- Atividades de estudo
A. Reproduza fielmente o trecho da notícia sobre o filme "Rabbit-Proof Fence" que começa em "Muitos australianos ainda" e segue até "produção do filme.".
B. Dê prosseguimento à notícia sobre o filme "Rabbit-Proof Fence" a partir do ponto em que ela termina.

- Texto selecionado
Reuters
30/06/2002 - 18h23

Filme "Rabbit-Proof Fence" revela lado sórdido da história aborígene

da Reuters, em Sydney

"Rabbit-Proof Fence", um filme de baixo orçamento feito pelo importante diretor de Hollywood Phillip Noyce, vai expor aos espectadores de cinema de todo o mundo o segredo mais vergonhoso da Austrália: o esquema do governo para sequestrar crianças aborígenes.

O filme conta a história real de três meninas aborígenes tiradas de suas famílias, sob uma ordem oficial da política de assimilação cultural, que visava acabar com a herança cultural dos habitantes originais da Austrália.

Muitos australianos ainda têm crises de consciência com a chamada "Geração Roubada" -dezenas de milhares de aborígenes arrancados de seus lares, na política que durou cerca de oito décadas, até os anos 1960.

Agora, "Rabbit-Proof Fence" (cerca à prova de coelhos, em tradução literal) será lançado internacionalmente no segundo semestre deste ano, revelando esse lado sórdido do passado da Austrália.

A história das três meninas que caminharam quase 2.500 quilômetros pelo "outback" australiano (região árida e pouco habitada do país) para encontrar seus pais tem paralelos com a incrível história de produção do filme.

O australiano Noyce disse que a época foi ideal para o filme, o primeiro que ele produz em sua terra natal em 12 anos.

"As relações da Austrália com a Austrália aborígene mudaram muito nos últimos anos, e eu sabia que era a época certa para uma história como esta, não apenas aqui, mas para todo o mundo", disse ele em entrevista.

"Achei a história mais comovente do que qualquer roteiro que já tinha lido, reforçada pelo fato de que as meninas fizeram de verdade a jornada", disse o cineasta sobre o trabalho da roteirista Christine Olsen, que levou dois meses para convencer o ocupado diretor a ler o trabalho.

Registros de origem:
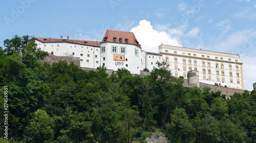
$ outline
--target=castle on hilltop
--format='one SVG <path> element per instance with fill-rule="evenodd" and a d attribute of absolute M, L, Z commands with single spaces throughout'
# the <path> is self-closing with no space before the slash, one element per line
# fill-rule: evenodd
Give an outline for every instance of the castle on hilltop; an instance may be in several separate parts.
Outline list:
<path fill-rule="evenodd" d="M 158 53 L 147 52 L 132 32 L 107 30 L 101 42 L 34 37 L 37 47 L 62 57 L 80 67 L 97 69 L 104 66 L 116 71 L 124 68 L 132 74 L 141 74 L 165 61 L 175 77 L 187 79 L 187 73 L 197 71 L 201 83 L 243 90 L 243 63 L 240 56 L 219 52 L 161 44 Z M 157 47 L 156 47 L 157 48 Z"/>

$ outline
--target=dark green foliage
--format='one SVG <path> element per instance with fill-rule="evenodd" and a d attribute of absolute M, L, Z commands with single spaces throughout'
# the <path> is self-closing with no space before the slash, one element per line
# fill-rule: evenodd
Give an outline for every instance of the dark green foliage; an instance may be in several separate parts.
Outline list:
<path fill-rule="evenodd" d="M 109 75 L 104 67 L 85 71 L 65 61 L 41 64 L 37 60 L 47 54 L 28 38 L 15 36 L 0 48 L 12 141 L 145 142 L 161 128 L 173 142 L 256 142 L 255 91 L 226 100 L 208 88 L 184 87 L 165 62 L 144 77 L 124 68 Z M 2 113 L 2 96 L 0 103 Z"/>

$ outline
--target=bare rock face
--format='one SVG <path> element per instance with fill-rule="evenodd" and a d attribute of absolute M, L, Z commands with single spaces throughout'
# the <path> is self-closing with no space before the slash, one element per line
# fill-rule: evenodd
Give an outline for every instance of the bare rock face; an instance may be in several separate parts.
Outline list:
<path fill-rule="evenodd" d="M 150 137 L 146 138 L 146 141 L 148 143 L 172 143 L 168 138 L 161 133 L 158 133 L 157 135 L 152 133 Z"/>

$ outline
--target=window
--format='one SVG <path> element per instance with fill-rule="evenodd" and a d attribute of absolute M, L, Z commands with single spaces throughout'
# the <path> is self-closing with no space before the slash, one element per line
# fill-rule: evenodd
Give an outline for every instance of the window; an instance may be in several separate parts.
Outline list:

- Respostas em ordem
A.
Muitos australianos ainda têm crises de consciência com a chamada "Geração Roubada" -dezenas de milhares de aborígenes arrancados de seus lares, na política que durou cerca de oito décadas, até os anos 1960.

Agora, "Rabbit-Proof Fence" (cerca à prova de coelhos, em tradução literal) será lançado internacionalmente no segundo semestre deste ano, revelando esse lado sórdido do passado da Austrália.

A história das três meninas que caminharam quase 2.500 quilômetros pelo "outback" australiano (região árida e pouco habitada do país) para encontrar seus pais tem paralelos com a incrível história de produção do filme.

B.
Noyce, de "O Colecionador de Ossos" (com Denzel Washington e Angelina Jolie) e "Jogos Patrióticos" (com Harrison Ford), já estava se preparando para dirigir outra superprodução, mas os planos mudaram e ele abraçou o projeto aborígene.

O ator britânico Kenneth Branagh topou atuar no filme, e o legendário Peter Gabriel ficou a cargo da trilha sonora.

Escravidão virtual

O roteiro foi adaptado do livro "Follow the Rabbit-Proof Fence", da escritora aborígene Doris Pilkington Garimara, que havia sido separada de sua mãe na infância, que só voltou a ver depois de 31 anos.

O título vem da cerca que divide o país-continente de norte a sul. A cerca, criada para proteger lavouras e pastos dos coelhos, foi construída por operários temporários.

A mãe de Doris, Molly, fugiu de um assentamento do governo aos 14 anos, acompanhada de sua irmã e de uma prima. Para voltar para casa, caminhou ao longo da cerca. Aos 24 anos, Molly foi sequestrada novamente.

Conseguiu mais uma vez fugir, mas só pôde levar uma filha consigo, Annabelle, deixando Doris para trás. Um ano depois, o governo tirou Annabelle de Molly, e as duas nunca mais se viram.

Os aborígenes sequestrados em tenra idade viviam em condições de virtual escravidão, muitas vezes sendo até submetidos a castigos físicos, além de frequentes estupros.

O filme, que custou US$ 5 milhões, já arrecadou US$ 4 milhões apenas na Austrália, apesar da controvérsia. Políticos exigiram que a Miramax retirasse o pôster promocional de circulação e pedisse desculpas pela frase da campanha: "O que aconteceria se o governo sequestrasse sua filha?"

"Não pedimos desculpas pela verdade", disse o estúdio.

Grupos de direitos humanos acham que o governo é quem deveria pedir desculpas pela "Geração Perdida", pelo que consideram, na prática, um genocídio.

Segundo eles, a reconciliação com os cerca de 400 mil aborígenes do pais só seria possível depois da aceitação da responsabilidade, o que não deverá ocorrer no atual governo conservador australiano.